### THE REQUEST
Rewrite the rows below with "mooring rope" swapped for "dock line", leaving everything else unchanged.

[Rows in a dataset]
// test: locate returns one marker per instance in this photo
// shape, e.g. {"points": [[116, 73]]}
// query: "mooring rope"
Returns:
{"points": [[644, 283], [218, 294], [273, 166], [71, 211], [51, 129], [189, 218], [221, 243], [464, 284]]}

### TASK ANSWER
// test: locate returns one marker per instance in this photo
// shape, e.g. {"points": [[116, 73]]}
// query: "dock line"
Returns:
{"points": [[644, 283], [218, 294], [273, 166], [71, 211], [51, 129], [189, 218], [221, 243], [464, 284]]}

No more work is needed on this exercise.